Return the full set of records, matching them character for character.

Collected data
-=-=-

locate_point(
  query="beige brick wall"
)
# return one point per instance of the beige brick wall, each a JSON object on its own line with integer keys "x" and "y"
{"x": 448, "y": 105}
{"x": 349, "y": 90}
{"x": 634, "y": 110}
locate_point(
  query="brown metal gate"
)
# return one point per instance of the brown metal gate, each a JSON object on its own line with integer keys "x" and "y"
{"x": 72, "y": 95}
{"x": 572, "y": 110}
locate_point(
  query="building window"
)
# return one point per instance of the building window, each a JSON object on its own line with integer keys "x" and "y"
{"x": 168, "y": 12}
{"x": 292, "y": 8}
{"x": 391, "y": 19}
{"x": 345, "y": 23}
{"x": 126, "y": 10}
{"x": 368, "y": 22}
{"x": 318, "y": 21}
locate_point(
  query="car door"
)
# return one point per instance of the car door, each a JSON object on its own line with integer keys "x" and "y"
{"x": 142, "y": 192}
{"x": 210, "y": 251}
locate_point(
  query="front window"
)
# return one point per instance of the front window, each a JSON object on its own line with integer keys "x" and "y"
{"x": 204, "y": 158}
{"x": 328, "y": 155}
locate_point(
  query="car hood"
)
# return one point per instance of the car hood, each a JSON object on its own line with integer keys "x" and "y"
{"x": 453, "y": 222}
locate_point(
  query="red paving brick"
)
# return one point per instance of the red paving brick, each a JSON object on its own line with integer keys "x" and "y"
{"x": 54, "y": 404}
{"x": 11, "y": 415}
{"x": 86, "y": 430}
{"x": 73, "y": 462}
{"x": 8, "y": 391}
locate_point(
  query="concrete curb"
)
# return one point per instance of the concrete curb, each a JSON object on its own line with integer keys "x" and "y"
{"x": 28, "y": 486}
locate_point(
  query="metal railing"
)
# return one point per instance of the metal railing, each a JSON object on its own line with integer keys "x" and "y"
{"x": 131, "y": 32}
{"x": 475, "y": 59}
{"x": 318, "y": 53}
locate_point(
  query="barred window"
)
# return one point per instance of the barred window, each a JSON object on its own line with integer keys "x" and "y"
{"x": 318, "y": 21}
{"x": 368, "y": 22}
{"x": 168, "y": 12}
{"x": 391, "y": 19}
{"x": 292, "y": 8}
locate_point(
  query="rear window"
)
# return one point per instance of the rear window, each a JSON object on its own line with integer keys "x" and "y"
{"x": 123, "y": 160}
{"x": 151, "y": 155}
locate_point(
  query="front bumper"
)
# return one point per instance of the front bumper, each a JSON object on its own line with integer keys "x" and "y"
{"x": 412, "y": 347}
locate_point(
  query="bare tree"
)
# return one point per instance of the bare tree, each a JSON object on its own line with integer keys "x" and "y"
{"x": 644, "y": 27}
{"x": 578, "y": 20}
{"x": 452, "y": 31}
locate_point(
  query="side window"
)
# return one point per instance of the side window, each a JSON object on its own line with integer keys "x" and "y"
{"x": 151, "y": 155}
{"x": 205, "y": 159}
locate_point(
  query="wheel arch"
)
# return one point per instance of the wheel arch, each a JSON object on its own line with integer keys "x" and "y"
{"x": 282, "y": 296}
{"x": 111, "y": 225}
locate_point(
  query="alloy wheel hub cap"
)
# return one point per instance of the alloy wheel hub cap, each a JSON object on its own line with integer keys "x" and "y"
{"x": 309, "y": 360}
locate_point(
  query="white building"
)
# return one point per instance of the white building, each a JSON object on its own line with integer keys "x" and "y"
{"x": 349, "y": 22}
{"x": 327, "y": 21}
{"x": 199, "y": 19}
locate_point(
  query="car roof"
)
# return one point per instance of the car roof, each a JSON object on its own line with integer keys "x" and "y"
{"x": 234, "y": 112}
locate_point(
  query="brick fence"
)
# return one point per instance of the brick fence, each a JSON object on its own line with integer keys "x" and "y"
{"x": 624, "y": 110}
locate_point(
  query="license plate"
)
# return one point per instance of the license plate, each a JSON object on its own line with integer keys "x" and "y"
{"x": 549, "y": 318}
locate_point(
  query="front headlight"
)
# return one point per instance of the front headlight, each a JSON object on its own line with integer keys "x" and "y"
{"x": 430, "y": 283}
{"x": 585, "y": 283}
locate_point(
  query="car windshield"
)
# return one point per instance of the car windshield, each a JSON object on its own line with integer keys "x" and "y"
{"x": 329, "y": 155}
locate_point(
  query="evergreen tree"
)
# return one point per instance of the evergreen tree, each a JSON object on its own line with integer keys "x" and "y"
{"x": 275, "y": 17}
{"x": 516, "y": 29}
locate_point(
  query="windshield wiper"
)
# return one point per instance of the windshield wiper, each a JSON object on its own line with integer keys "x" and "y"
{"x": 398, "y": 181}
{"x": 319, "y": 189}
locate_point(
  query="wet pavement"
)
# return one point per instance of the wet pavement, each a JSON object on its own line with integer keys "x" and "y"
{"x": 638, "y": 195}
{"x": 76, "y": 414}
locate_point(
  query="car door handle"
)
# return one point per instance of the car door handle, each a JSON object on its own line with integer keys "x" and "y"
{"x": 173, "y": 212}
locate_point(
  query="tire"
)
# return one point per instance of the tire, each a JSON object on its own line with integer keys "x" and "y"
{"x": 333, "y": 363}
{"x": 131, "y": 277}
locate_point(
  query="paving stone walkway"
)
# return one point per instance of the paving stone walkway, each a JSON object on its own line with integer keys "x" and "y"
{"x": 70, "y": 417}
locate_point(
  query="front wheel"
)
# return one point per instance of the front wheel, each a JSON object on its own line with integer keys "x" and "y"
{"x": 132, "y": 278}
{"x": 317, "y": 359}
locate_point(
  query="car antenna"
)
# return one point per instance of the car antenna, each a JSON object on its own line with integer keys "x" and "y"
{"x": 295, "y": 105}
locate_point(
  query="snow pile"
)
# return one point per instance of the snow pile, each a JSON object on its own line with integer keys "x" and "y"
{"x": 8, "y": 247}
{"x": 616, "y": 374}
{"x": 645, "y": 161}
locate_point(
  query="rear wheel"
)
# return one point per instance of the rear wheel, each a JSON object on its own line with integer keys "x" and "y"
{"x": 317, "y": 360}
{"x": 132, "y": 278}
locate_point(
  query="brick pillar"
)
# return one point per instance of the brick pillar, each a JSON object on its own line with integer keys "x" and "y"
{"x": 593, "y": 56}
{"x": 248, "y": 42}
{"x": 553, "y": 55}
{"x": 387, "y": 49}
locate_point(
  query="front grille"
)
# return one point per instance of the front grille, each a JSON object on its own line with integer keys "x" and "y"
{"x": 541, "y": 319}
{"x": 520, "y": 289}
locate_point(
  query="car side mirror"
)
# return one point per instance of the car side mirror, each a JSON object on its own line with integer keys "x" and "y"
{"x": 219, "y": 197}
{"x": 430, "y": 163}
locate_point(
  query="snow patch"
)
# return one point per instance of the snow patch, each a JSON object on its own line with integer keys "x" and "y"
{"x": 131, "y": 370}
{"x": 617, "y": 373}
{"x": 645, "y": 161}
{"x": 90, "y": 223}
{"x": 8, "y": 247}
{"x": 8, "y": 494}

-=-=-

— Output —
locate_point(
  query="beige brick wall"
)
# return one point per instance of the beige brick wall, each a JSON object on its own line with integer keys "x" and "y"
{"x": 448, "y": 105}
{"x": 349, "y": 90}
{"x": 634, "y": 110}
locate_point(
  query="brown metal gate"
)
# return one point per instance of the brown metal gate, each a JSON object on its own line with integer keys "x" and "y"
{"x": 72, "y": 95}
{"x": 572, "y": 110}
locate_point(
  query="building window"
)
# return one point per instance of the building window, each a JSON object on its own line with integer keys "x" and "y"
{"x": 168, "y": 12}
{"x": 292, "y": 8}
{"x": 391, "y": 19}
{"x": 345, "y": 23}
{"x": 126, "y": 10}
{"x": 368, "y": 22}
{"x": 318, "y": 21}
locate_point(
  query="car door"
)
# return one point per instance of the car door, each a JSON object on its own line with integer keys "x" and "y"
{"x": 142, "y": 192}
{"x": 210, "y": 251}
locate_point(
  query="front window"
)
# return one point per instance of the front window, each a JSON object on its own line with integer keys "x" and "y"
{"x": 204, "y": 158}
{"x": 328, "y": 155}
locate_point(
  query="car hood"
)
# return one point per instance of the car hood, each a JSON object on its own line with integer keys "x" and "y"
{"x": 453, "y": 222}
locate_point(
  query="red paving brick"
)
# return one point per instance of the red paving brick, each a JSON object on its own line with integer keys "x" and "y"
{"x": 54, "y": 404}
{"x": 11, "y": 415}
{"x": 86, "y": 430}
{"x": 73, "y": 462}
{"x": 8, "y": 391}
locate_point(
  query="concrete curb"
)
# return one point per instance of the concrete curb, each a JSON object on its own line with integer keys "x" and "y"
{"x": 28, "y": 486}
locate_point(
  query="metal railing"
)
# return one point per instance of the metal railing, each a JSON object on its own line with integer keys "x" and "y"
{"x": 131, "y": 32}
{"x": 475, "y": 59}
{"x": 318, "y": 53}
locate_point(
  query="barred window"
)
# return one point per instance of the barred window, each a JSON object on its own line with integer keys "x" and "y"
{"x": 318, "y": 21}
{"x": 368, "y": 22}
{"x": 168, "y": 12}
{"x": 391, "y": 19}
{"x": 292, "y": 8}
locate_point(
  query="rear window"
)
# return one point per instance of the rear window, each a JSON object on its own line with integer keys "x" and "y"
{"x": 123, "y": 160}
{"x": 151, "y": 155}
locate_point(
  query="front bumper"
)
# return one point per instance of the front bumper, each a JSON object on its own line with integer keys "x" and "y"
{"x": 412, "y": 347}
locate_point(
  query="bare tree"
)
# return one point per instance of the bare tree, each a JSON object on its own line with integer keys "x" and "y"
{"x": 644, "y": 27}
{"x": 578, "y": 20}
{"x": 452, "y": 31}
locate_point(
  query="side window"
)
# return one point per instance of the side window, each a JSON object on its own line with integer keys "x" and "y"
{"x": 151, "y": 155}
{"x": 205, "y": 159}
locate_point(
  query="wheel arch"
)
# return one point per instance of the wheel arch, each a JSON object on its own line with integer keys "x" and "y"
{"x": 282, "y": 296}
{"x": 111, "y": 225}
locate_point(
  query="alloy wheel hub cap"
)
# return one point per instance of the alloy wheel hub cap, each a JSON object on its own line with integer keys "x" and "y"
{"x": 309, "y": 360}
locate_point(
  query="white building"
)
# return one point per instance of the white building, each a JSON object on its own line with integer keys "x" and "y"
{"x": 349, "y": 22}
{"x": 327, "y": 21}
{"x": 199, "y": 19}
locate_point(
  query="car roof"
)
# return one point per instance of the car roof, each a JSON object on its own line with integer keys "x" and "y"
{"x": 234, "y": 112}
locate_point(
  query="brick fence"
)
# return one point per instance of the brick fence, each a JSON object on its own line with integer keys "x" and "y"
{"x": 624, "y": 110}
locate_point(
  query="license plate"
)
# return one point per instance of the license plate, each a JSON object on its own line with integer keys "x" and "y"
{"x": 549, "y": 318}
locate_point(
  query="front headlight"
)
# return one point per instance of the front headlight, each a JSON object on its own line with integer keys "x" and "y"
{"x": 430, "y": 283}
{"x": 585, "y": 283}
locate_point(
  query="car windshield"
)
# return one point per instance of the car windshield, each a JSON object on its own line with integer keys "x" and "y"
{"x": 329, "y": 155}
locate_point(
  query="evergreen tree"
)
# return one point per instance of the evergreen tree, each a JSON object on its own line with integer keys "x" and "y"
{"x": 275, "y": 17}
{"x": 516, "y": 29}
locate_point(
  query="windshield wiper"
)
# return one point per instance of the windshield wiper, each a JSON object on its own line with integer keys "x" and "y"
{"x": 398, "y": 181}
{"x": 319, "y": 189}
locate_point(
  query="wet pavement"
)
# return one point per instance of the wet pavement, each a JSON object on its own line with integer keys "x" and "y"
{"x": 638, "y": 195}
{"x": 76, "y": 414}
locate_point(
  query="car door handle"
)
# return one point per instance of the car door handle, each a JSON object on its own line with integer keys "x" and "y"
{"x": 173, "y": 212}
locate_point(
  query="tire"
)
# return one point per instance of the tire, each a JSON object on its own line with integer keys "x" and "y"
{"x": 333, "y": 363}
{"x": 131, "y": 277}
locate_point(
  query="paving stone walkway"
)
# return one point per instance of the paving stone walkway, each a JSON object on its own line with integer keys "x" and "y"
{"x": 70, "y": 417}
locate_point(
  query="front wheel"
)
# return one point per instance of the front wheel, each a JSON object on its own line with integer keys "x" and "y"
{"x": 132, "y": 278}
{"x": 317, "y": 359}
locate_point(
  query="car antenna"
)
# return one point per instance of the car antenna, each a JSON object on its own line with integer keys "x" and "y"
{"x": 295, "y": 105}
locate_point(
  query="snow pile"
)
# return one point per instance of the snow pile, each a JSON object on its own line with integer keys "x" and "y"
{"x": 8, "y": 247}
{"x": 616, "y": 374}
{"x": 645, "y": 161}
locate_point(
  query="rear wheel"
)
# return one point per instance of the rear wheel, each a JSON object on its own line with integer keys "x" and "y"
{"x": 317, "y": 360}
{"x": 132, "y": 278}
locate_point(
  query="brick pillar"
)
# return one point per instance of the brick pillar, each a JSON object on its own line with integer keys "x" and "y"
{"x": 593, "y": 56}
{"x": 248, "y": 42}
{"x": 553, "y": 55}
{"x": 387, "y": 49}
locate_point(
  query="front grille"
)
# return one point per instance of the front grille, each a JSON object on its own line with integer keys "x" and "y"
{"x": 541, "y": 319}
{"x": 520, "y": 289}
locate_point(
  query="car side mirror"
)
# return one point per instance of the car side mirror, each a JSON object on its own line with integer keys "x" and "y"
{"x": 219, "y": 197}
{"x": 430, "y": 163}
locate_point(
  query="snow patch"
)
# return one point per instance of the snow patch, each a JSON object on its own line with integer keys "x" and "y"
{"x": 131, "y": 370}
{"x": 617, "y": 373}
{"x": 645, "y": 161}
{"x": 90, "y": 223}
{"x": 8, "y": 247}
{"x": 8, "y": 494}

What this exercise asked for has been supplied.